§ EXERCISE DIRECTIONS
Please retype the records below exactly, leaving out any pictures.
---------- DATA FOR THIS EXERCISE
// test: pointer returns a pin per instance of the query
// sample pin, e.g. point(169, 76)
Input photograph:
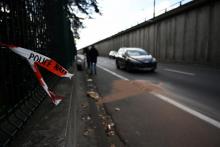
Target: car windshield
point(136, 52)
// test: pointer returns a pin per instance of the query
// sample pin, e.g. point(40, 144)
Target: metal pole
point(154, 8)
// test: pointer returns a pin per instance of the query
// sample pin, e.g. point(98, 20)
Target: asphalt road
point(176, 106)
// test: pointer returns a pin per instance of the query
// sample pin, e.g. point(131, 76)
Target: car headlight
point(154, 60)
point(132, 60)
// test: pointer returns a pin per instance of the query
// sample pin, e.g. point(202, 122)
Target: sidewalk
point(76, 122)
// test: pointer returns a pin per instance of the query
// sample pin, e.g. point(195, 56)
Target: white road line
point(187, 109)
point(170, 101)
point(180, 72)
point(113, 73)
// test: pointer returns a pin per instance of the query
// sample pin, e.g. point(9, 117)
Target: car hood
point(144, 59)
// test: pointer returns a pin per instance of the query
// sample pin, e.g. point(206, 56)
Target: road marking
point(187, 109)
point(113, 73)
point(181, 72)
point(170, 101)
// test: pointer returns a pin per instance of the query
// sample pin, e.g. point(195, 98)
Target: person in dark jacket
point(86, 52)
point(93, 54)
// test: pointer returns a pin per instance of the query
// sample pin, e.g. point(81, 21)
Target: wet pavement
point(78, 121)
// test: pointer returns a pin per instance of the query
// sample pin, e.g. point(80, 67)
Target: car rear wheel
point(117, 65)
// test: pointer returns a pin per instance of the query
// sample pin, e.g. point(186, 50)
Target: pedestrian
point(93, 54)
point(86, 52)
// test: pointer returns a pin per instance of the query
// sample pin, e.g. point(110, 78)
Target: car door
point(121, 58)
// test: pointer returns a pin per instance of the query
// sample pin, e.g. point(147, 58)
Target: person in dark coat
point(86, 52)
point(93, 54)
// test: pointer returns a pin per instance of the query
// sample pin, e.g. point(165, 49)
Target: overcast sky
point(118, 15)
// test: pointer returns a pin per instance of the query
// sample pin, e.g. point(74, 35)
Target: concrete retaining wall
point(188, 34)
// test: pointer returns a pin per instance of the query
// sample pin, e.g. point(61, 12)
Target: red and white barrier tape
point(35, 59)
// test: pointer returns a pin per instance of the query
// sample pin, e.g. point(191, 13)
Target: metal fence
point(39, 25)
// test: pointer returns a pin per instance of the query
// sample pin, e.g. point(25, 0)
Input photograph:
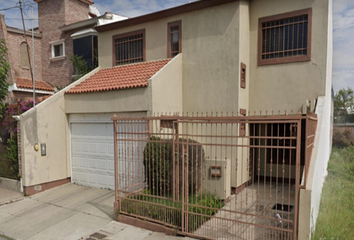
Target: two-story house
point(65, 29)
point(231, 56)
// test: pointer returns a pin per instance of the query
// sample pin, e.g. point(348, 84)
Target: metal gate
point(212, 177)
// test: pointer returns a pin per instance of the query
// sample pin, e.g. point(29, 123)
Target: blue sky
point(343, 27)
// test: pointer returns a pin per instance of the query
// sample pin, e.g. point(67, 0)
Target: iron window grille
point(24, 61)
point(58, 49)
point(285, 38)
point(174, 37)
point(129, 48)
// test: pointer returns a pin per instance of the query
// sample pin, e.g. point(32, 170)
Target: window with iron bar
point(174, 37)
point(129, 48)
point(285, 38)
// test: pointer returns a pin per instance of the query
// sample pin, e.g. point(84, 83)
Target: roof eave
point(86, 23)
point(163, 14)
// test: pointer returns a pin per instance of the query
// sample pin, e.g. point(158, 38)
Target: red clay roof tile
point(27, 83)
point(121, 77)
point(88, 1)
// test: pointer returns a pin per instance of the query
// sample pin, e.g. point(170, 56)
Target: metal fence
point(212, 177)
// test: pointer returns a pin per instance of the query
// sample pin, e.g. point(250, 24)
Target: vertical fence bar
point(115, 166)
point(297, 177)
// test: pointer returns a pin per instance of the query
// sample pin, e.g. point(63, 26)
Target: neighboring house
point(64, 29)
point(206, 56)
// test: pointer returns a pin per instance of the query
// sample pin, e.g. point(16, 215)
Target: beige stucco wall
point(166, 87)
point(287, 86)
point(46, 123)
point(137, 99)
point(210, 72)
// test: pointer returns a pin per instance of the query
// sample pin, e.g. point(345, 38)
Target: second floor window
point(174, 45)
point(24, 61)
point(129, 48)
point(58, 48)
point(285, 38)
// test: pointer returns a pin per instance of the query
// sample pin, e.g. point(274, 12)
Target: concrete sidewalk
point(68, 212)
point(7, 196)
point(116, 231)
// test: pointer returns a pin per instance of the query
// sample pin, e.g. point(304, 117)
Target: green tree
point(343, 101)
point(4, 70)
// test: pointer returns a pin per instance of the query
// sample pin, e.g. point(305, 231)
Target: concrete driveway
point(68, 212)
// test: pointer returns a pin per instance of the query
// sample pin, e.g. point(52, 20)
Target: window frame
point(169, 26)
point(128, 34)
point(57, 43)
point(25, 55)
point(292, 59)
point(242, 125)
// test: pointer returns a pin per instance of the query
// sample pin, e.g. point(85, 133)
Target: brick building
point(61, 24)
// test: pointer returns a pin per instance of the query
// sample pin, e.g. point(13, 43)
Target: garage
point(92, 152)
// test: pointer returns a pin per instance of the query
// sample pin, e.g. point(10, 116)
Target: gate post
point(297, 178)
point(116, 205)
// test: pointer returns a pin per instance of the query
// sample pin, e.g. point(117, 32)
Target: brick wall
point(75, 11)
point(53, 14)
point(13, 44)
point(3, 35)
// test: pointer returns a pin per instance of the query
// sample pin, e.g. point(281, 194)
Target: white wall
point(310, 197)
point(46, 123)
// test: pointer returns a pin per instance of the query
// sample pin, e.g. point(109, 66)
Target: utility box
point(218, 177)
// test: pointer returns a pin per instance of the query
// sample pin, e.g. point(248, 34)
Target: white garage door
point(92, 154)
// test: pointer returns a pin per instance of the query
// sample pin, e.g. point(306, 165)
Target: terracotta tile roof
point(121, 77)
point(27, 83)
point(88, 1)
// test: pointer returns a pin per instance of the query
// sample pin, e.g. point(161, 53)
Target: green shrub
point(170, 212)
point(342, 139)
point(158, 164)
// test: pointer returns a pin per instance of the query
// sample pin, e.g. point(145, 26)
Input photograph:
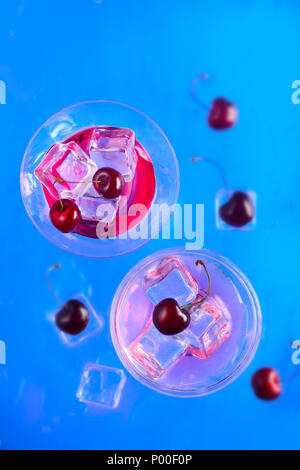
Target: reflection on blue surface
point(146, 54)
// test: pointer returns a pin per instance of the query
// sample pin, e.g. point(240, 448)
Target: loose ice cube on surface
point(156, 352)
point(95, 324)
point(71, 166)
point(170, 278)
point(114, 147)
point(101, 386)
point(210, 326)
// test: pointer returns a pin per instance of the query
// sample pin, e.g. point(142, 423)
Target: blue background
point(145, 54)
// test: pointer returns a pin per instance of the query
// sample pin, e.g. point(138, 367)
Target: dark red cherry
point(108, 182)
point(73, 317)
point(65, 215)
point(266, 383)
point(222, 115)
point(169, 318)
point(238, 210)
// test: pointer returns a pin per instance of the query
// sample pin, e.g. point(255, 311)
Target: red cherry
point(222, 115)
point(266, 383)
point(169, 318)
point(108, 182)
point(65, 215)
point(73, 317)
point(238, 211)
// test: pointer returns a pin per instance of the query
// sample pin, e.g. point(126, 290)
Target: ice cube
point(95, 324)
point(170, 278)
point(73, 168)
point(95, 207)
point(210, 326)
point(114, 147)
point(101, 385)
point(154, 352)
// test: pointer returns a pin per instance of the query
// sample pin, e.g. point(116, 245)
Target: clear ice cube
point(101, 386)
point(94, 207)
point(155, 352)
point(114, 147)
point(170, 278)
point(95, 324)
point(210, 326)
point(73, 168)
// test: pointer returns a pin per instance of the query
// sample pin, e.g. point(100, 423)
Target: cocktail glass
point(152, 180)
point(221, 339)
--------------------
§ TASK RESULT
// test: pointer returns a pin per instance of the query
// sample pin, e.g. point(169, 76)
Input photograph:
Target: car windshield
point(136, 52)
// test: pointer returns a pin per instance of the query
// sample pin, e.g. point(40, 144)
Target: metal pole
point(154, 8)
// test: pointer returns a pin per instance of the query
// sample pin, e.g. point(98, 20)
Target: asphalt road
point(176, 106)
// test: pointer returns a pin per instance of the query
// sample pin, e.g. point(131, 76)
Target: car headlight
point(154, 60)
point(132, 60)
// test: pointer returns a pin per instance of the query
// sample pin, e.g. point(202, 122)
Target: sidewalk
point(76, 122)
// test: pointer returns a pin per instance of the query
// sample pin, e.g. point(195, 56)
Target: white road line
point(187, 109)
point(170, 101)
point(180, 72)
point(113, 73)
// test: pointer returns a pin per instance of the query
// sample pin, e.g. point(9, 117)
Target: car hood
point(144, 59)
// test: pointer returns a pin per instance of the query
// sample pin, e.g. point(206, 56)
Target: road marking
point(187, 109)
point(113, 73)
point(181, 72)
point(170, 101)
// test: pointer returns a pin per instance of the query
// sample pin, e.g. point(195, 98)
Target: person in dark jacket
point(86, 52)
point(93, 54)
// test: pointer returns a pin per instance of the query
// sample pin, e.g. point(81, 21)
Target: wet pavement
point(78, 121)
// test: pointer returns a pin per instance of the query
// sample pin, e.g. point(80, 67)
Target: car rear wheel
point(117, 65)
// test: pointer returns a pin per instance of the query
// sample pin, e.g. point(186, 50)
Target: pedestrian
point(93, 54)
point(86, 52)
// test: pointer returns a pin per instance of the query
// sample pin, e.g. point(110, 78)
Target: car door
point(121, 58)
// test: pointer returns a pin per instance of the query
// sample pin, e.g. point(147, 58)
Target: person in dark coat
point(86, 52)
point(93, 54)
// test: pointer returns a pin per instance of the query
// sample pin, e.g. point(165, 49)
Target: overcast sky
point(118, 15)
// test: pointer returns a pin per instance of the query
// sample pin, e.g. point(74, 35)
Target: concrete retaining wall
point(188, 34)
// test: pointer returns a pin per instance of the query
// sample pin, e.g. point(61, 12)
Target: red and white barrier tape
point(35, 59)
// test: pointer returns a pin per instance of the query
// sample pin, e.g. point(191, 13)
Target: metal fence
point(39, 25)
// test: pointer returns a pin per instance of the query
// sample pin, e.g. point(25, 0)
Input photograph:
Target: two-story house
point(65, 29)
point(231, 56)
// test: pointer returns a pin per instance of the query
// sample pin, e.g. point(348, 84)
Target: metal gate
point(212, 177)
// test: pointer returns a pin per instance of the query
// sample pin, e.g. point(29, 123)
Target: blue sky
point(343, 27)
// test: pointer returns a pin per instance of the query
// sample pin, e.g. point(67, 0)
Target: iron window grille
point(24, 61)
point(58, 49)
point(285, 38)
point(174, 37)
point(129, 48)
// test: pointer returns a pin per instance of the query
// sample pin, e.g. point(32, 170)
Target: window with iron bar
point(174, 37)
point(129, 48)
point(285, 38)
// test: pointer returns a pin per instance of the query
// sample pin, e.g. point(84, 83)
Target: roof eave
point(86, 23)
point(163, 14)
// test: pointer returns a pin per instance of the query
// sample pin, e.g. point(158, 38)
Target: red clay roof tile
point(27, 83)
point(121, 77)
point(88, 1)
// test: pointer returns a pin per instance of the query
// sample pin, e.g. point(170, 56)
Target: metal fence
point(212, 177)
// test: pointer returns a pin per instance of the query
// sample pin, e.g. point(250, 24)
Target: vertical fence bar
point(115, 166)
point(297, 177)
// test: pointer returns a pin per instance of the query
// sample pin, e.g. point(63, 26)
Target: neighboring house
point(64, 29)
point(206, 56)
// test: pointer returns a pin per instance of the query
// sample pin, e.g. point(16, 215)
Target: beige stucco wall
point(166, 87)
point(287, 86)
point(46, 123)
point(137, 99)
point(210, 72)
// test: pointer returns a pin per instance of the query
// sample pin, e.g. point(345, 38)
Target: second floor window
point(174, 45)
point(24, 61)
point(129, 48)
point(58, 48)
point(285, 38)
// test: pointer returns a pin per instance of the query
// sample pin, e.g. point(274, 12)
Target: concrete sidewalk
point(68, 212)
point(7, 196)
point(116, 231)
// test: pointer returns a pin per instance of the query
// sample pin, e.g. point(304, 117)
Target: green tree
point(343, 101)
point(4, 70)
// test: pointer returns a pin per instance of the query
// sample pin, e.g. point(305, 231)
Target: concrete driveway
point(68, 212)
// test: pointer returns a pin per instance of the query
// sample pin, e.g. point(52, 20)
Target: window frame
point(169, 26)
point(128, 34)
point(57, 43)
point(25, 55)
point(292, 59)
point(242, 125)
// test: pointer returns a pin per instance of the query
// sample pin, e.g. point(85, 133)
Target: brick building
point(61, 24)
// test: pointer returns a pin per instance of the query
// sample pin, e.g. point(13, 43)
Target: garage
point(92, 152)
// test: pointer returns a pin per instance of the query
// sample pin, e.g. point(10, 116)
Target: gate post
point(297, 178)
point(116, 205)
// test: pointer returns a pin per instance of the query
// sample pin, e.g. point(117, 32)
Target: brick wall
point(75, 11)
point(53, 14)
point(13, 44)
point(3, 35)
// test: pointer returns a pin per instance of the query
// sample pin, e.g. point(281, 194)
Target: white wall
point(310, 197)
point(46, 123)
// test: pointer returns a pin per instance of the query
// sample pin, e.g. point(109, 66)
Target: utility box
point(218, 177)
// test: pointer returns a pin per instance of the query
// sample pin, e.g. point(248, 34)
Target: white garage door
point(92, 154)
// test: pointer returns a pin per instance of the query
// sample pin, e.g. point(306, 165)
Target: terracotta tile roof
point(121, 77)
point(27, 83)
point(88, 1)
// test: pointer returns a pin per instance of the query
// sample pin, e.g. point(161, 53)
Target: green shrub
point(170, 212)
point(342, 139)
point(158, 164)
// test: pointer returns a pin per instance of the query
// sample pin, e.g. point(145, 26)
Input photograph:
Target: reflection on blue surface
point(146, 54)
// test: pointer returns a pin per instance of the query
// sample pin, e.g. point(240, 448)
Target: loose ice cube on surface
point(156, 352)
point(95, 324)
point(71, 166)
point(170, 278)
point(114, 147)
point(101, 386)
point(210, 326)
// test: pointer returns a pin per instance of the query
// sample pin, e.g. point(142, 423)
Target: blue background
point(145, 54)
// test: pointer returns a pin per instance of the query
// sample pin, e.g. point(138, 367)
Target: dark red cherry
point(108, 182)
point(73, 317)
point(65, 215)
point(266, 383)
point(222, 115)
point(169, 318)
point(238, 210)
// test: pointer returns a pin per instance of the query
// sample pin, e.g. point(255, 311)
Target: red cherry
point(222, 115)
point(266, 383)
point(169, 318)
point(108, 182)
point(65, 215)
point(73, 317)
point(238, 211)
// test: pointer returns a pin per instance of the query
// sample pin, e.g. point(126, 290)
Target: ice cube
point(95, 324)
point(170, 278)
point(73, 168)
point(95, 207)
point(210, 326)
point(114, 147)
point(101, 385)
point(154, 352)
// test: pointer returns a pin per instance of the query
// sample pin, e.g. point(116, 245)
Target: clear ice cube
point(101, 386)
point(94, 207)
point(155, 352)
point(114, 147)
point(170, 278)
point(95, 324)
point(210, 326)
point(73, 168)
// test: pointer returns a pin per instance of the query
// sample pin, e.g. point(100, 423)
Target: cocktail glass
point(152, 180)
point(221, 339)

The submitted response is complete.